> **RECORDS SHOWN**:

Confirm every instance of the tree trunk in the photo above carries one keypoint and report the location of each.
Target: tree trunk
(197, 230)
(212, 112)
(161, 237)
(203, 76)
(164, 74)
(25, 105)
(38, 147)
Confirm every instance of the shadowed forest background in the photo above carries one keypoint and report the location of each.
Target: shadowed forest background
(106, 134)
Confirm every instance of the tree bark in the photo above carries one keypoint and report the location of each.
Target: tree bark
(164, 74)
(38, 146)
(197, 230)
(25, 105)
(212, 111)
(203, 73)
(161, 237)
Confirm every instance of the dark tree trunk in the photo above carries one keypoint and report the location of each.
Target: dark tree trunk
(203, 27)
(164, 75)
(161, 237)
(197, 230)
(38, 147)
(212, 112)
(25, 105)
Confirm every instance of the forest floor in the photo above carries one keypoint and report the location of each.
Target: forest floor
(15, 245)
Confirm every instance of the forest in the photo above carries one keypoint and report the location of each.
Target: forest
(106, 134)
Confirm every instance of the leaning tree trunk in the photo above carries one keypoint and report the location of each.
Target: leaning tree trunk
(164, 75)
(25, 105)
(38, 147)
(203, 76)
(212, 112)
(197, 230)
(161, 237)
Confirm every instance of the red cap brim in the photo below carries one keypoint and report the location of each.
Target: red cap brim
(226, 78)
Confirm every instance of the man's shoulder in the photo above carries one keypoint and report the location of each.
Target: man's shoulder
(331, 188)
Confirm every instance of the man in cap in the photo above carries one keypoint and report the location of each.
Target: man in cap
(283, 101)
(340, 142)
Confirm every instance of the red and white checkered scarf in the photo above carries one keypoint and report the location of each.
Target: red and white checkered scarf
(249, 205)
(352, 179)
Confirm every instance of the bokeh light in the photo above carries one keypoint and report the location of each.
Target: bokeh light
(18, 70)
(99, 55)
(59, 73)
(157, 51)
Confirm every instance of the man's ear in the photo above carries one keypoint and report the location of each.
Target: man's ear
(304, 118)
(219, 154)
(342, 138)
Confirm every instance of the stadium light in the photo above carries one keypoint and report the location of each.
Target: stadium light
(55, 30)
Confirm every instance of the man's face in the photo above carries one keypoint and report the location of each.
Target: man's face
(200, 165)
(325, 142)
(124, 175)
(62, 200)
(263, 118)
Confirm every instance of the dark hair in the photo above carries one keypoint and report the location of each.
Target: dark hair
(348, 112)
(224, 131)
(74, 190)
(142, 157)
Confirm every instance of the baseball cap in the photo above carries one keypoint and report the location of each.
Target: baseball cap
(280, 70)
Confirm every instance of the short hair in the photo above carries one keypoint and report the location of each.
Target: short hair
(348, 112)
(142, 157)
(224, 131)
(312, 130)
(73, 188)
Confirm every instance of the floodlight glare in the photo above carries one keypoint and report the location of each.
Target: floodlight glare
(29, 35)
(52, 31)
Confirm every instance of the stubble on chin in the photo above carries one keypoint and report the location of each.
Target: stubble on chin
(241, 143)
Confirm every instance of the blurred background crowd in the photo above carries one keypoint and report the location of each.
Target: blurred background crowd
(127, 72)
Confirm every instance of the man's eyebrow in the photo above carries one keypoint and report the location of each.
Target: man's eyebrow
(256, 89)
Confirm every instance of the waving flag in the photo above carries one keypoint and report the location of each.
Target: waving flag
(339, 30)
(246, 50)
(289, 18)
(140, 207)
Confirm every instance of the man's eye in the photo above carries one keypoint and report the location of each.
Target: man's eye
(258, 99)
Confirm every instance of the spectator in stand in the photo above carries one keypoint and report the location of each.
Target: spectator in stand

> **EXERCISE AIM**: Retype the records that precede this task, keeping them exactly the same.

> **ANSWER TO THE TASK**:
Confirm every instance of the tree trunk in the photo above carries one keypoint and report the location of each.
Target: tree trunk
(197, 230)
(212, 112)
(161, 237)
(203, 76)
(164, 74)
(25, 105)
(38, 147)
Confirm every instance of the shadowed forest background in the photo above carries one keypoint and report the location of each.
Target: shadowed forest background
(106, 134)
Confirm every instance of the tree bark in the photo above carries one keypoint and report the location of each.
Target: tree bark
(164, 74)
(38, 146)
(197, 230)
(25, 105)
(212, 111)
(203, 73)
(161, 237)
Confirm every instance of the dark tree trunk in the photo above carries one keypoint and report the location of each.
Target: dark tree trunk
(203, 27)
(164, 75)
(161, 237)
(197, 230)
(38, 147)
(212, 112)
(25, 105)
Confirm every instance of the forest floor in the photo above carries one keypoint and report the location of each.
Target: forest floor
(15, 245)
Confirm every instance of the forest in the photo above carries one keypoint and report the location of each.
Target: forest
(106, 134)
Confirm every instance of the leaning tree trunk in the photo above carries one keypoint and report the location of each.
Target: leaning tree trunk
(164, 75)
(25, 105)
(38, 147)
(203, 76)
(212, 112)
(197, 230)
(161, 237)
Confirm every instance of the red cap brim in the photo below carries one keypoint and report the location of each.
Target: red cap brim
(226, 78)
Confirm every instance of the man's shoulder in the photo above carries one keypoint and report the location of each.
Target: man's shoulder
(331, 188)
Confirm every instance of the man in cap in the photo above carries one keypoint and report the location of each.
Target: man in cap
(283, 101)
(340, 142)
Confirm every instance of the red and white checkered scarf in the photo above carries one keypoint and report the location of each.
Target: red and white checkered scarf
(249, 205)
(352, 179)
Confirm every instance of the bokeh light in the photo above carries one keypoint and report the location of each.
Target: bokeh light
(18, 70)
(99, 55)
(59, 73)
(157, 51)
Confirm every instance of the man's ear in the photo above carries one keypoint and report the location of each.
Target: man's ear
(304, 118)
(219, 154)
(342, 138)
Confirm every instance of the stadium light in the photo above carries one keypoint and report the location of each.
Target: stadium light
(55, 30)
Confirm every instance of the man's face in the photo above carries one keypoint and report the location of each.
Target: man's face
(200, 165)
(325, 142)
(124, 175)
(62, 200)
(263, 118)
Confirm every instance of the dark hair in the photo above carries one keypoint and report the location of each.
Target: dark hair
(348, 112)
(224, 131)
(74, 190)
(142, 157)
Confirm every instance of the baseball cap in the photo above carries one keypoint and report the location of each.
Target: baseball cap
(280, 70)
Confirm every instance of the short hair in the photo above carries one keypoint and report the location of each.
Target: short hair
(348, 112)
(142, 157)
(224, 131)
(312, 130)
(73, 188)
Confirm every instance of the floodlight glare in the photo above carries one keypoint and report the location of each.
Target: floodlight glare
(29, 35)
(52, 31)
Confirm every instance of the stubble on chin in the photo above carries one keypoint and report the location of each.
Target: stubble on chin
(241, 143)
Confirm every instance of the blurred background crowd in the photo above carries one keypoint and report the location of each.
Target: blurred background crowd
(127, 72)
Confirm every instance of the man's eyebrow in the photo above carries one keypoint and report the location of each.
Target: man's eyebrow
(256, 89)
Confirm every instance of the waving flag in the photo above carries one keypoint and report the location of each.
Target: waving flag
(339, 30)
(246, 50)
(289, 18)
(140, 207)
Confirm every instance of the man's eye in the photo above carries one keypoint and report the location of each.
Target: man's eye
(258, 99)
Confirm every instance of the spectator in stand in the photo above carries one keypoint and report the location of each.
Target: spectator in stand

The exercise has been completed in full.